(Dataset entries)
· · · · · · ·

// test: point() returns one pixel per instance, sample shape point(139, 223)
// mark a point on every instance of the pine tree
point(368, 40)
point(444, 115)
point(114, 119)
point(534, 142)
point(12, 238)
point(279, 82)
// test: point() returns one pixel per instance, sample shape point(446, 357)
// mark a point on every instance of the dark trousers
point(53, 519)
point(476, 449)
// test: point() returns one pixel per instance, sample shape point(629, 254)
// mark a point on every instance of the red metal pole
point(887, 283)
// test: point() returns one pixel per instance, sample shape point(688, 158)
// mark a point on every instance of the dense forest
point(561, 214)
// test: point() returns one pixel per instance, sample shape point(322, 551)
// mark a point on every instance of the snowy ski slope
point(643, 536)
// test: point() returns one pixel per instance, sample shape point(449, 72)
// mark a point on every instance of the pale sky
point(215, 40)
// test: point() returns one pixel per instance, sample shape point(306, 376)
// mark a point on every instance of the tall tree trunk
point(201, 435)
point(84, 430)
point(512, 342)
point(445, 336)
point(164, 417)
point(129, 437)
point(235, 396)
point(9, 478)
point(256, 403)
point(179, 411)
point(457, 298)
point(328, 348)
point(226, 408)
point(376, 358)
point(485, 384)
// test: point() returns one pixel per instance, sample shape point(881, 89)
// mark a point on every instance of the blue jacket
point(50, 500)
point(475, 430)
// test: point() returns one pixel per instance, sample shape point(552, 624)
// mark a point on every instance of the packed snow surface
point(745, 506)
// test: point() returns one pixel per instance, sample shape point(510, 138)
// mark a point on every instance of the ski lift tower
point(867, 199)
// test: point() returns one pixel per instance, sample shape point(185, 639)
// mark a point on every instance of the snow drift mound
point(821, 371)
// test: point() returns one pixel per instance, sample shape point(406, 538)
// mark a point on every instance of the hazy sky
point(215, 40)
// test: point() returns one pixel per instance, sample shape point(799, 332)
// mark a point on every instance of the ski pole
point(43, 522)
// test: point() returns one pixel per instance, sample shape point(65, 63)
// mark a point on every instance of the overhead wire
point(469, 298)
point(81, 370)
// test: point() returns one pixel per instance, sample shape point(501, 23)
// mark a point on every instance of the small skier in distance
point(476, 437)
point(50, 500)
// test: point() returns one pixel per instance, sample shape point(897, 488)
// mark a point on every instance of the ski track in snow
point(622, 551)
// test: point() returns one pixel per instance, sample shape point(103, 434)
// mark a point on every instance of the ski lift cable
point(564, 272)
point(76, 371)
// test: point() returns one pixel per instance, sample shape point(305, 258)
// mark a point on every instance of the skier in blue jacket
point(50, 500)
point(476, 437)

· · · · · · ·

### TASK BRIEF
The answer must consist solely of the lines from the first line of the data to the line holding "shape point(510, 138)", each given again exactly.

### ANSWER TO THIS EXERCISE
// test: point() returns one pixel per instance, sample shape point(139, 223)
// mark a point on every instance of the pine tree
point(368, 40)
point(444, 115)
point(114, 119)
point(534, 142)
point(12, 238)
point(279, 82)
// test: point() returns one pixel per instance, sample shape point(446, 357)
// mark a point on every instance of the dark trousers
point(53, 519)
point(476, 449)
// test: point() returns one pixel per instance, sample shape point(629, 254)
// mark a point on every instance of the red metal pole
point(887, 283)
// test: point() returns one pixel per instance, sample shape point(688, 158)
// mark a point on every instance of the dense forest
point(561, 214)
// test: point() returns one pixel per instance, sample shape point(322, 551)
// mark a point on every instance of the snowy ski slope
point(643, 536)
// test: point() returns one pixel per instance, sample shape point(449, 72)
// mark a point on every instance of the pale sky
point(215, 40)
// test: point() returns one pixel per instance, sample shape point(306, 376)
// mark a point on every instance of the tall tree trunk
point(201, 435)
point(84, 430)
point(512, 342)
point(445, 336)
point(164, 417)
point(129, 437)
point(235, 396)
point(9, 478)
point(256, 403)
point(179, 411)
point(457, 298)
point(328, 348)
point(226, 408)
point(376, 358)
point(485, 384)
// test: point() returns one pixel per instance, sample shape point(881, 89)
// mark a point on every instance of the blue jacket
point(50, 500)
point(475, 430)
// test: point() returns one pixel per instance, sample shape point(552, 624)
// mark a point on every instance of the packed snow surface
point(745, 506)
// test: point() returns one pixel per instance, sample shape point(510, 138)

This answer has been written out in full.